Answer each question using the hepatitis C treatment report below.
(a) Under the proposed algorithm, how long should patients with an RVR be treated?
(b) What ribavirin dose per day does the recommended treatment for HCV genotypes 1 and 4 include?
(c) In which city was the AASLD meeting held?

··· Passage ···

72 Weeks Pegasys/RBV in Genotype 1 Improves SVR Rate For Patients With Early Viral Response (2 log reduction at wk 12) But HCV RNA >50 IU/mL
Reported by Jules Levin
AASLD, Oct 27-31, 2006, Boston, MA
"Customizing treatment with peginterferon alfa-2a (40KD) (PEGASYS) plus ribavirin (COPEGUS) in patients with HCV genotype 1 or 4 infection: interim results of a prospective randomized trial"
P. Ferenci,1 H. Laferl,2 T-M. Scherzer,1 A. Maieron,3 M. Gschwantler,4 H. Brunner,5 R. Hubmann,6 M. Bischof,7 K. Staufer,1 C. Datz,8 P. Steindl-Munda,1 H. Kessler9
1Medical University of Vienna, Vienna, Austria; 2Kaiser Franz Josef Hospital, Vienna, Austria; 3Krankenhaus der Elisabethinnen, Linz, Austria; 4Wilhelminenhospital, Vienna, Austria; 5Krankenhaus Lainz, Vienna, Austria; 6General Hospital, Linz, Austria;
7Krankenhaus Rudolfstiftung, Vienna, Austria; 8Krankenhaus Oberndorf, Oberndorf, Austria; 9Medical University of Graz, Graz, Austria
(proposed by study authors, based on results. This algorithm makes much sense.)
Based on these findings a treatment algorithm for patients with HCV genotype 1 or 4 infection is proposed, derived from 'on-treatment' virologic response at weeks 4 and 12 (Figure 5).
- patients with an RVR should be treated for 24 weeks
- patients without an RVR but who have HCV RNA levels <50 IU/mL at week 12 should be treated for 48 weeks
- patients with an EVR but with HCV RNA >50 IU/mL at week 12 could benefit from a longer treatment duration of 72 weeks
- consistent with treatment guidelines, patients without an EVR should not continue treatment as the likelihood of achieving an SVR is minimal (<5%).
The recommended treatment for patients infected with hepatitis C virus (HCV) genotypes 1 and 4 is a pegylated interferon plus ribavirin 1000 or 1200 mg/day for 48 weeks. Sustained virologic response (SVR) rates of up to 60% have been seen in patients with HCV genotype 1 infection treated with peginterferon alfa-2a (40KD) (PEGASYS) plus ribavirin (COPEGUS),[2-4] and efforts to optimize and improve therapeutic outcomes are ongoing. Rapid virologic
response (RVR) after 4 weeks of treatment and early virologic response (EVR) after 12 weeks of treatment play an important role in customization of therapy and have been shown to be strong predictors of response.[5-7]
Patients with HCV genotype 1 infection who achieve an RVR have a high chance of achieving an SVR after just 24 weeks of treatment with peginterferon alfa-2a (40KD) plus ribavirin 1000/1200 mg/day.[6,7] Conversely, patients with HCV genotype 1 who fail to achieve an RVR may be considered 'difficult-to-cure', and some of these patients may benefit from an extended duration of treatment.
Current treatment guidelines state that patients with HCV genotype 1 who fail to achieve an EVR have only a small chance of going on to achieve an SVR, and so therapy should be stopped at this time in these patients. Patients who achieve an EVR and who have undetectable HCV RNA have an excellent chance of going on to achieve an SVR with a standard duration of treatment of 48 weeks. Additional studies have shown that patients with HCV genotype 1
who achieve an EVR, but who have HCV RNA between 50-600 IU/mL may also benefit from an extension of treatment with peginterferon alfa-2a (40KD) plus ribavirin.

··· Data records ···

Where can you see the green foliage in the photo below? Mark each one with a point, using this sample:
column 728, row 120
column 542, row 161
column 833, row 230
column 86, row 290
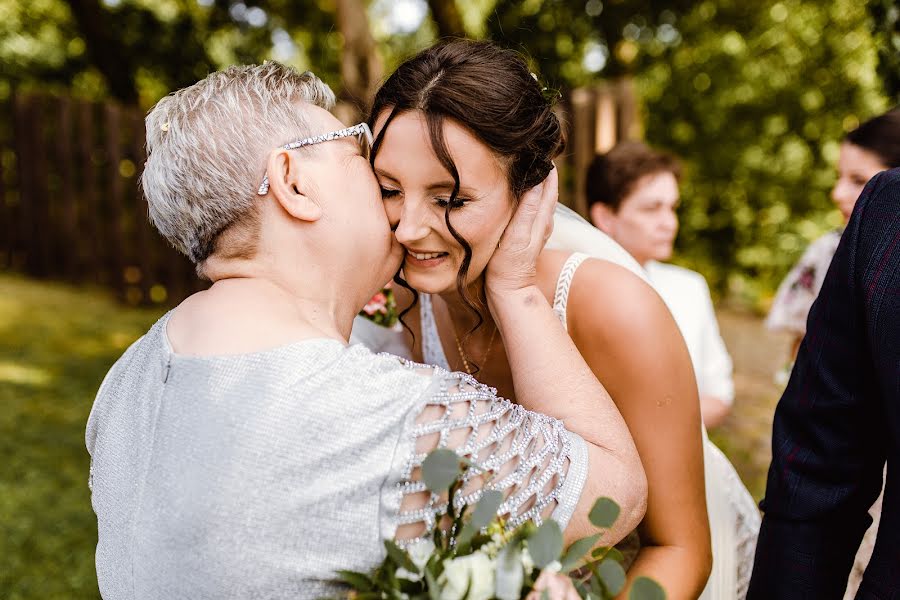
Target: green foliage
column 476, row 549
column 545, row 545
column 886, row 29
column 756, row 98
column 604, row 513
column 56, row 345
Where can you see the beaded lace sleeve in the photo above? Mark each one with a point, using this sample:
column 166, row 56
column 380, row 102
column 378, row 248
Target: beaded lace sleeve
column 538, row 465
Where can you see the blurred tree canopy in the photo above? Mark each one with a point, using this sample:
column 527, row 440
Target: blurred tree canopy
column 754, row 96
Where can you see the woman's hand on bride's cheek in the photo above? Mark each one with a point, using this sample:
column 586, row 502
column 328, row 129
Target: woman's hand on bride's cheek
column 513, row 265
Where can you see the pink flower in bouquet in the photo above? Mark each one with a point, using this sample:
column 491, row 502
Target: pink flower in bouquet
column 378, row 304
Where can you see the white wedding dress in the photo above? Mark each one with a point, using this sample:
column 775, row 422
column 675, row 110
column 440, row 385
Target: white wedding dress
column 734, row 517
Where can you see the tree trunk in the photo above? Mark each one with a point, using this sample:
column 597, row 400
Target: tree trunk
column 447, row 18
column 108, row 54
column 361, row 66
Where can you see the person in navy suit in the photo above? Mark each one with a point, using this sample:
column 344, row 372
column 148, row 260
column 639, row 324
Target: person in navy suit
column 838, row 422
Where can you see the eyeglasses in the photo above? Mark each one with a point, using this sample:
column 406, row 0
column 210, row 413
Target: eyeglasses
column 361, row 130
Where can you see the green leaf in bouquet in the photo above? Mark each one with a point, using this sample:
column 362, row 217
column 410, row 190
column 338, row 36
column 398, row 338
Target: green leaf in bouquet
column 400, row 556
column 486, row 509
column 510, row 573
column 604, row 513
column 484, row 513
column 440, row 469
column 545, row 544
column 645, row 588
column 358, row 581
column 613, row 576
column 576, row 551
column 608, row 552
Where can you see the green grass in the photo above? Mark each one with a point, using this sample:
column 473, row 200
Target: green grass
column 56, row 344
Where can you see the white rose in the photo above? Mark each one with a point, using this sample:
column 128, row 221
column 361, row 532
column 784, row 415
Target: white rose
column 474, row 573
column 419, row 553
column 527, row 561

···

# Response to the exercise
(a) 24 weeks
(b) 1000 or 1200 mg/day
(c) Boston, MA